Quoted text:
At first I thought I could no longer count  I found out this when connected the BTI-031 to the phone with Oreo ROM, which shows the info about the used codec. The sound over BT in my Marshall monitor was much better on this than  on the old ROM with SBC only, so I wonder why there is such a difference. Then I managed to make working aptx and aptxHD on my phone, I have to say that it is another big step forward over the AAC.
I have a cheaper OEM version, not LEVN, but I think they are all the same FW and HW.


----------



## serwei

I got the OEM too, but still BTI-031. The sound is really good, using my Xperia XZP and Monoprice XXX IEMs.
Am going to try oon but not sure if it can drive a full-size headphone (MD HE4xx coming soon)


----------



## alex5908

The device specs read it can be connected to two sources at the same time. I am trying it but only source works at a time. Either the first or second one. What am I doing wrong?


----------



## martiniCZ

You want mix sound from 2 sources? I think it's only possible to connect 2 headphones at the same time (both with SBC).


----------



## alex5908

martiniCZ said:


> You want mix sound from 2 sources?


Thanks for the prompt response.
No, I wanted to use two pairs of headphones to listen to the same stuff.
What is the procedure for doing that?


----------



## martiniCZ

I tried connect 2 headphones long time ago. I did it exactly according to the instructions and it worked, but the quality was not very good. Both headphones switched to SBC and it seemed as both divided one transmission band, the music could not be listened to much. If you don't have User guide, here is: 
https://media.karousell.com/media/p..._skbti031_1555828955_d9208fe1_progressive.jpg
https://media.karousell.com/media/p..._skbti031_1555828955_3cd3256b_progressive.jpg


----------



## alex5908

martiniCZ said:


> If you don't have User guide, here is:


Oh, thank you very much. You've made my day. Hope the guide will help me too.


----------

Short problem a:
In the forum thread, what codec did both headphones switch to when two pairs were connected at the same time?

Dataset items
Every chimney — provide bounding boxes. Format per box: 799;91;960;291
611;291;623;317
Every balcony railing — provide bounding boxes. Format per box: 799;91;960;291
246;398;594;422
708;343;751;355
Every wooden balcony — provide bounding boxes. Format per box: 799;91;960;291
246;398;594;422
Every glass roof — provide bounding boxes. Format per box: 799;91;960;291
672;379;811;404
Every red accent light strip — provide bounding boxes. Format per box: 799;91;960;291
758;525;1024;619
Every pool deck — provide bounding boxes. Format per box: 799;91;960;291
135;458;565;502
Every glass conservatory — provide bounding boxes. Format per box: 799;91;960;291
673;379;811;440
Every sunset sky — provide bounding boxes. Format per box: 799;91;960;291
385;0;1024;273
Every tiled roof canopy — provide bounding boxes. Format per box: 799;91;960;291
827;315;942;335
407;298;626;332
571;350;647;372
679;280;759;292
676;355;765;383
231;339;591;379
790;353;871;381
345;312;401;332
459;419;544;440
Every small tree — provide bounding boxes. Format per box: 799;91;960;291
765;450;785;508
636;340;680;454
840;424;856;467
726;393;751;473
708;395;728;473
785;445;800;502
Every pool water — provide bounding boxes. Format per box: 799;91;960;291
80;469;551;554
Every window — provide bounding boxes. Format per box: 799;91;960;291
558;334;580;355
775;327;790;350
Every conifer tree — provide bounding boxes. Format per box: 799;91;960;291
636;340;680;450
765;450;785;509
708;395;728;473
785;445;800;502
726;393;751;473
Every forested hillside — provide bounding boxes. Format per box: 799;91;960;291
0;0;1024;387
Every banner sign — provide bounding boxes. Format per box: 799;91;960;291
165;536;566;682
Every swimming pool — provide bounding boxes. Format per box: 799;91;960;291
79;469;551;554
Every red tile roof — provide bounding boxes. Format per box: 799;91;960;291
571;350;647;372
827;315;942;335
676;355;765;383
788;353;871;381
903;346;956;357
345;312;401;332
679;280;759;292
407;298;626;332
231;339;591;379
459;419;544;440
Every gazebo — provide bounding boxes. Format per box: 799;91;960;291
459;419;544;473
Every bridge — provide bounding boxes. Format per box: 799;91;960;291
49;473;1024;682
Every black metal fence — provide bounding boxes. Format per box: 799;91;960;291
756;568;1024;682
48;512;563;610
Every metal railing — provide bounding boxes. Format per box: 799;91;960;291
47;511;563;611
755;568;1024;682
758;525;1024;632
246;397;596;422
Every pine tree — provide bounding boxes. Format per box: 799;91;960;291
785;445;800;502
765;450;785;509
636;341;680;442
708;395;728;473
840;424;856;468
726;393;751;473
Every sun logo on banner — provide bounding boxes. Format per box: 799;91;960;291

Short problem b:
Tally the lines of the records that contain the string "railing", counting case, and give only the number.

Task response a:
SBC

Task response b:
2